Simone de Beauvoir (1908-1986), escritora francesa, feminista qualificada intelectual e formadora de várias gerações. Ao lançar, em 1949, o livro O Segundo Sexo, analisando a condição feminina, Simone de Beauvoir adquiriu a condição de precursora do movimento feminista, tocando em temas até então consideradas tabus. Questões ousadas e explosivas, como o uso do próprio corpo, o casamento, o aborto, a prostituição, o parto sem dor ou o divórcio, só amplamente debatidas na década de 60, foram focalizadas com lucidez e audácia pela escritora. “Não se nasce mulher, torna-se”, escreveu, para demonstrar que condições sociais, econômicas e morais impediam a liberdade e o desenvolvimento intelectual e afetivo das mulheres.
A vida de Beauvoir foi uma prova incontestável de que suas teorias podiam ser levadas à prática e ao cotidiano. Nascida em 9 de janeiro de 1908 numa família parisiense de alta classe média, de tradição católica, Beauvoir rompeu com a rotina de vida destinada às moças de seu tempo. Nem se casou nem teve filhos, vivendo com o filósofo francês Jean-Paul Sartre em apartamentos separados para não perderem a liberdade. Escreveu mais de vinte livros entre romances como Os Mandarins, prêmio Goncourt de 1954, a trilogia de memórias com o título Sob o Signo da História, em que narra sua visita ao Brasil em 1960, ciceroneada pelo escritor Jorge Amado, e ensaios inovadores como A Velhice, de 1964, em que analisava a solidão reservada aos idosos. Com coragem, escreveu ainda o pungente relato da morte de sua mãe, Uma Morte Muito Suave, de 1964, e no seu último livro, Cerimônia de Adeus, de 1981, fiel a si mesma e à verdade, escandalizou os leitores ao descrever com minúcias a decadência física dos últimos anos de Sartre.

□ □ □ □

_Objetivo da tarefa_. Retome o texto sobre Simone de Beauvoir logo depois da última frase e continue a escrita no mesmo tom.

□ □ □ □

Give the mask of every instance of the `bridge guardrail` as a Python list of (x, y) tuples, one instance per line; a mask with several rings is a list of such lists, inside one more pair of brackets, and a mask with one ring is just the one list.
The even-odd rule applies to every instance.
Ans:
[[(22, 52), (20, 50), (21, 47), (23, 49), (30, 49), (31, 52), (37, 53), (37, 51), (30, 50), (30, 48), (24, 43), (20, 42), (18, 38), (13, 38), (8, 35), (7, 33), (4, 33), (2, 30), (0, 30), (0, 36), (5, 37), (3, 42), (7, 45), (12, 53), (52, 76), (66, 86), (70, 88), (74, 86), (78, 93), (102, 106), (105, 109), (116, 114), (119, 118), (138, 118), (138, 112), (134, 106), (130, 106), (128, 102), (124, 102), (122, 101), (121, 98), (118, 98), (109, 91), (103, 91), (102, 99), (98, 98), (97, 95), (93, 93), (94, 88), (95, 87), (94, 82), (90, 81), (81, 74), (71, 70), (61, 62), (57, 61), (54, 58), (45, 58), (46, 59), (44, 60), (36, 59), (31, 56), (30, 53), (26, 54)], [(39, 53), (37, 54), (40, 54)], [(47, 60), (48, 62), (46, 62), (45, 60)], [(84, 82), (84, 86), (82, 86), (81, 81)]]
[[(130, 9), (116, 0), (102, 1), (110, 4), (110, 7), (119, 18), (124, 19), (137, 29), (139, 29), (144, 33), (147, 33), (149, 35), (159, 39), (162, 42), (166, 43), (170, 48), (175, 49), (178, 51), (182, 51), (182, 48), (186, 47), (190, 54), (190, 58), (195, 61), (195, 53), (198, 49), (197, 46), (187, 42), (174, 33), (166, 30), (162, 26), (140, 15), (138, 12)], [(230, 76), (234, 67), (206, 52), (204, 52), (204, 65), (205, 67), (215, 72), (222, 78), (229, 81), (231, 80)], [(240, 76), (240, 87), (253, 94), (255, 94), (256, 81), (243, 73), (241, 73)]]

□ □ □ □

_Resposta escrita_.
“ESTAMOS ÓRFÃS” – Sem dúvida, o fato mais marcante de sua vida foi a relação, de mais de cinquenta anos, com o filósofo existencialista. União que nem sequer foi abalada quando, numa viagem em 1947 aos Estados Unidos, Beauvoir se apaixonou pelo escritor americano Nelson Algren e manteve um romance com ele que se estendeu até os anos 60. Algren nunca compreendeu por que Beauvoir não se separava de Sartre. O filósofo, por sua vez, teve inúmeros casos amorosos, mas manteve-se fiel ao compromisso selado com Beauvoir nos bancos escolares da Sorbonne quando se conheceram – nunca se separariam, mas um não atrapalharia a liberdade do outro. Foi com Sartre, após a II Guerra Mundial, que ela fundou o movimento filosófico que agitou a intelectualidade, o existencialismo. Depois aproximaram-se dos marxistas e, mais tarde, tornaram-se críticos da União Soviética e flertaram com o maoísmo.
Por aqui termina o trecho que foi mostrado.